■ 要做的事 ■
[1] 在這篇關於茶先生的短文中,回答「茶先生是誰?」的那段話給了他哪些身份?請全部列出。
[2] 接著這篇關於茶先生的短文最後一句往下寫。

#### 所附文章

與茶先生的每一次對話,都在有意無意啟發我的思考。
寫在前面:
與茶共話成長集,是我和我的良師益友茶先生,多年來一些聊天場景感悟到的啟發。
之所以整理起來,是發現和茶先生這位長者和朋友的對話,給我帶來了更高級的智慧陶冶。受益終生。但我敢負責任的說,茶先生也沒有想到這些事情對我如此有啟發,因為對他成功的人生和豐厚的閱歷來說,他只不過是隨口說了些“常識”。
茶先生是誰?
他是我進入職場的第一個領導,第一位導師。茶先生因為長我十幾歲,目前是半退休狀。他是著名攝影師,他是著名策劃師,他是一個培養出藤校孩子的爸爸,是師母眼里非常靠譜的老公。
茶先生最近好像有那么一點點“喪”。
他在給我的信里寫道:(與其說是信,不如說是茶先生自己的生活感言)
你肯定有過這樣的感覺,在個人的某項技能還沒有達到爐火純青的時候,也就是俗稱的半瓶醋狀態,會在忽然之間發現這項技能歸零,你什么都不會了。
是誰把一向智慧自信的茶先生打擊成這樣?你肯定想不到。是作家和菜頭。
茶先生欣賞和菜頭很久了,最早老羅的得到APP剛起爐灶的時候,茶先生就推薦我訂閱了和菜頭的《槽邊往事》專欄,茶先生說:
“文字在他手里,信手拈來不費吹灰,但卻字字入心恰到好處。這背后的功力,怕是學不來。但我當成我的目標。”
有段時間,茶先生為了踐行“學習和菜頭好榜樣”的自我目標,每天寫一點隨感,隨手發給我。事實上,他根本不在乎我看不看,我就像一個年久失修的郵筒,悶聲不吭卻因為年代久遠值得信賴。
在這里我要重點說明一下:
茶先生是我的前輩,我們都是做新聞出身。在我們的稿件里,不能有任何一個字是夸大事實的。因為我們有更強大和直白的圖像來做載體,“電視語言”最忌諱的就是極盡修飾。所以,很多善巧文字的大拿到了這里都變成了一無是處的“書袋子”。要不斷的做減法才能適應。

########
#### 存儲資料

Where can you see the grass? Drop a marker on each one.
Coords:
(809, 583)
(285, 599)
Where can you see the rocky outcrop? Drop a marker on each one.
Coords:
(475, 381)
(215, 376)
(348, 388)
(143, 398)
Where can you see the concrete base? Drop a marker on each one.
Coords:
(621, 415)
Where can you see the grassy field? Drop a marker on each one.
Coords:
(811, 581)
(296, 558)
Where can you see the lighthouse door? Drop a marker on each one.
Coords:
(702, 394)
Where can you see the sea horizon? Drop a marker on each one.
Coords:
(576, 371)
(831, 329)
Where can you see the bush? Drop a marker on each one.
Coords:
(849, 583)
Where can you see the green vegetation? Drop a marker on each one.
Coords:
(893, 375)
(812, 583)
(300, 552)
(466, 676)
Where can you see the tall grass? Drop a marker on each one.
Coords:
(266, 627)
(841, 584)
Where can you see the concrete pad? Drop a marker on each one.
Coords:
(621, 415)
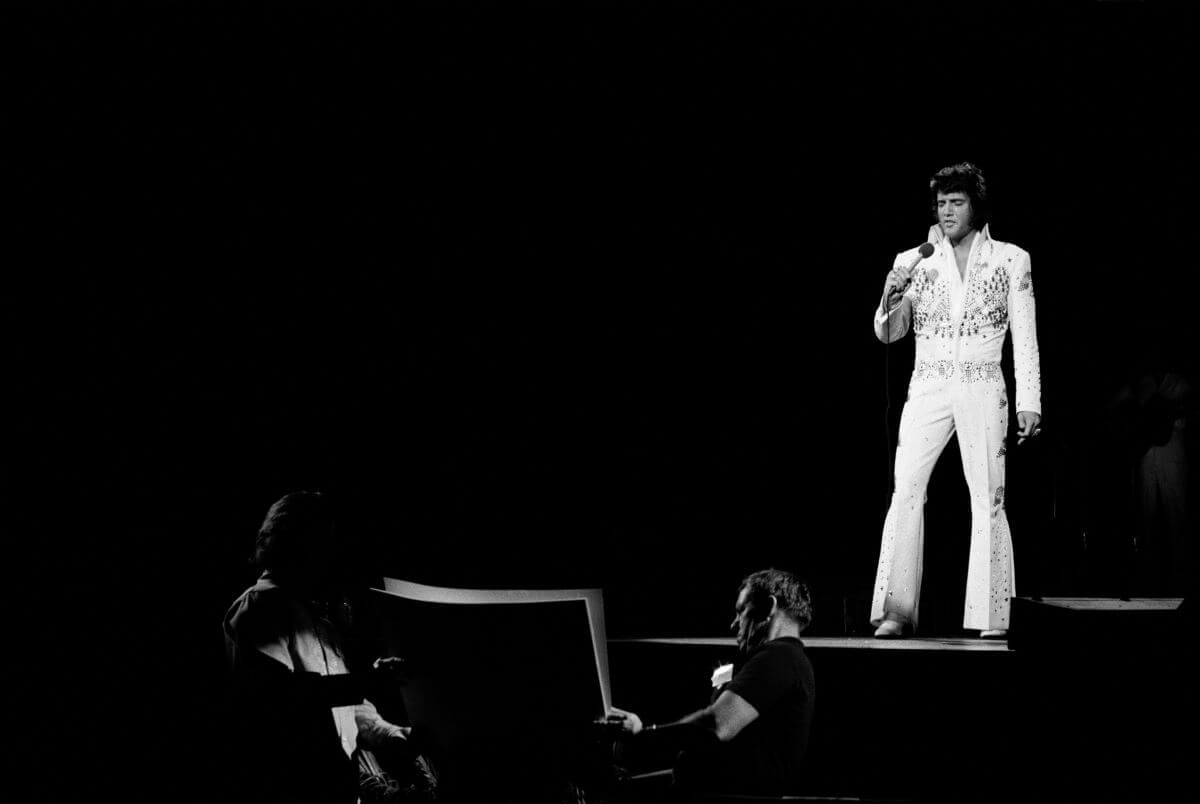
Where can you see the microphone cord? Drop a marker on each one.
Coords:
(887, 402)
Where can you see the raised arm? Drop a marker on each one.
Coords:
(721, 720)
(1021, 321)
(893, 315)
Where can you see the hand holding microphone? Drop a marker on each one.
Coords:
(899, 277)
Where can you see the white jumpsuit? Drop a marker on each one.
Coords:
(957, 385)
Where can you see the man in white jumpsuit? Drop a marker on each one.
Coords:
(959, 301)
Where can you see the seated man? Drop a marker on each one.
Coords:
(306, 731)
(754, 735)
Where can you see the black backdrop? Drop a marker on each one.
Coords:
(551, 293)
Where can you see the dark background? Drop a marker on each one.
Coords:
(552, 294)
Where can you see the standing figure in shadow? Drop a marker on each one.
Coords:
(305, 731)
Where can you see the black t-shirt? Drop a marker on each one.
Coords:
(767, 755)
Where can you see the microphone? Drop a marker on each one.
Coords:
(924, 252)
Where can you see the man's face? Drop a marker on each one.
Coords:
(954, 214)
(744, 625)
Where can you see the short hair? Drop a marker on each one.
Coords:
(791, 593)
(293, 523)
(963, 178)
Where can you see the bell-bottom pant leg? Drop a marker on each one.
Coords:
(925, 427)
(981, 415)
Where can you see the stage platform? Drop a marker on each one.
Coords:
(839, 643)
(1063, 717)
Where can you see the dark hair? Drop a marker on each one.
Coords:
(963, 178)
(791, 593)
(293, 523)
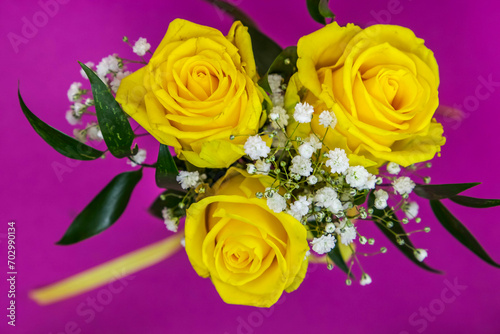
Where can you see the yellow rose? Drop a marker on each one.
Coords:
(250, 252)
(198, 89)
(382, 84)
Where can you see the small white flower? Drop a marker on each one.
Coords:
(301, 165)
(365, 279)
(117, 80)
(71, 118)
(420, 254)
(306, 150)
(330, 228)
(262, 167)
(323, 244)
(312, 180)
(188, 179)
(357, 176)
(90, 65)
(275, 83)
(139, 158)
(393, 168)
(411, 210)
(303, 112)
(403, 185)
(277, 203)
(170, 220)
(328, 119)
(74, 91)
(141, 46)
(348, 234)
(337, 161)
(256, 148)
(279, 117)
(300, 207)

########
#### 存儲資料

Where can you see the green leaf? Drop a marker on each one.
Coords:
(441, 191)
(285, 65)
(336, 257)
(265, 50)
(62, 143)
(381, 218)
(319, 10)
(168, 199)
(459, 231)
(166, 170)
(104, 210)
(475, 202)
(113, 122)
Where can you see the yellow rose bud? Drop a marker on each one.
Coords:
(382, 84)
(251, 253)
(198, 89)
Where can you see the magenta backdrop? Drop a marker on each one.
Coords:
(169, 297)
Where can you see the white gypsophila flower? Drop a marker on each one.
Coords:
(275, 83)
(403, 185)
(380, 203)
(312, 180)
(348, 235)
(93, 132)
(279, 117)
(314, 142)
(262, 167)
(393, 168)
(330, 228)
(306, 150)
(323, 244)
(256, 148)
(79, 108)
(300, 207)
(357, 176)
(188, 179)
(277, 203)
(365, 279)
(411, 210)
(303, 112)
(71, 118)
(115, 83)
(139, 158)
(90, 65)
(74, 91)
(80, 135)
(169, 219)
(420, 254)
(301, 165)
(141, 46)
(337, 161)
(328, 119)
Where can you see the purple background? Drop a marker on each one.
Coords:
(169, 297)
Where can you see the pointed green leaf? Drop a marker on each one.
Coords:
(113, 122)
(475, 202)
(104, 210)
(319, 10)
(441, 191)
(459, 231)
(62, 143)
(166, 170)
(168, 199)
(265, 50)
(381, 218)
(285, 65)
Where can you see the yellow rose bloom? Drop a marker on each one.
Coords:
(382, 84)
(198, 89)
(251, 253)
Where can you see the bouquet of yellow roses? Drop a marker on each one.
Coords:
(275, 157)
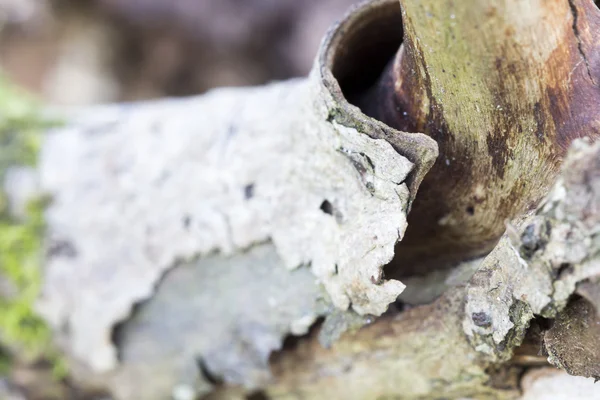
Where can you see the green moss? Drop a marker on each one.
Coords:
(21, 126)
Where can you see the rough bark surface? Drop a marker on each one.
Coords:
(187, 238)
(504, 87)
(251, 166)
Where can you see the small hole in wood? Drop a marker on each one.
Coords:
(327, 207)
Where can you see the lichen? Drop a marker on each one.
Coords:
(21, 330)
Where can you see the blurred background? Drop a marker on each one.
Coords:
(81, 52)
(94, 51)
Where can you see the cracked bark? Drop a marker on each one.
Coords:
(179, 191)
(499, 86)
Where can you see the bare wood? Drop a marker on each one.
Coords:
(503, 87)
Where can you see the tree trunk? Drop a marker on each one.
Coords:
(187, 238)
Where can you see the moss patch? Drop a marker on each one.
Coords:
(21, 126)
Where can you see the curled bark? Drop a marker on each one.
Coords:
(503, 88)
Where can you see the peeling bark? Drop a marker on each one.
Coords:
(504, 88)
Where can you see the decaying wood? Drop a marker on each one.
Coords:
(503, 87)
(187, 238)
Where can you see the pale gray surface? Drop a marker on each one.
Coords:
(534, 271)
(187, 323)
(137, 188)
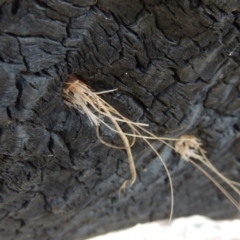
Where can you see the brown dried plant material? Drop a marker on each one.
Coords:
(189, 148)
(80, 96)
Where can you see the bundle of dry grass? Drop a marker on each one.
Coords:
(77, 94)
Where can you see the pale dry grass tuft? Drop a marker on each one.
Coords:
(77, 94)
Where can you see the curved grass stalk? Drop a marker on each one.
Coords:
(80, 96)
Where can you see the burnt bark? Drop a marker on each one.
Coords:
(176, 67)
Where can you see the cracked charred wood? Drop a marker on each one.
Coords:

########

■ 參考答案 ■
[1] 我進入職場的第一個領導;第一位導師;著名攝影師;著名策劃師;培養出藤校孩子的爸爸;師母眼里非常靠譜的老公

[2]
而我們這些邏輯還比較過關,文字簡單粗暴的“半文盲”,卻在電視行業找回了缺失的“文化”。
言歸正傳。
讀者看前面的系列文章也都了解一二,茶先生因為近一年來迷戀貓,從零開始在做貓的自媒體,除了他擅長的視頻和影像外,文字成為了他一直“耿耿于懷”的技藝突破堡壘。而和菜頭,也在寫貓。
每當茶先生寫完一篇貓,偷偷去看看和菜頭寫的貓,就被打擊一次。如此二三,茶先生就“喪”了起來。他感覺到駕馭文字,修飾文字,傳達文字能量這件事,在他身上顯得收效甚微。
那么,和菜頭到底怎么寫貓?為什么讓茶先生如此贊嘆不已,我分享給大家感受:
茶先生像小學生分析課文一樣,將這里面的字句做了梳理,因為他養貓并且極度愛貓,所以,他更能看出這段文字的精彩之處。
“那些我日日和貓咪呆在一起所見到的細節,為什么沒有在筆下用人的正常語言表達出來?”
茶先生這句自問式的語句,足以看出他對自己寫貓方面文字的“不滿意”。他又分享了另外一段,用他自己的話說:嘆服!
茶先生在信里自問道:
這種場景不是很常見嗎?貓咪在開心的時候,尾巴就會高高的豎起,我甚至不止一次地拍到過豎起的尾巴還打了一個優雅的彎。我會寫成尾巴打了一個彎吧,但我一定沒有想到會寫成,在尖上,輕巧地彎曲一下。兩相比照,我的文字至多是一種陳述,而不是描寫。
我感動于茶先生這種做什么就想把什么做好的精神。我更感動于他能夠俯下身去,把和菜頭的文字,一點點的像剝洋蔥一樣剝下來,自己對照著偷偷進步。
看著信,仿佛看到了一個書童,努力的看著一篇自己喜歡的文章,又是打勾又是劃線,心里各種喜歡。
看完茶先生的信,我一直在想,要怎么給他回復。和他回復些不痛不癢的安慰的文字,顯然不是他這個段位所需要的。在長期的交流中,我大概知道他內心早已有了答案,只是需要一個友人的“旁觀者角度”。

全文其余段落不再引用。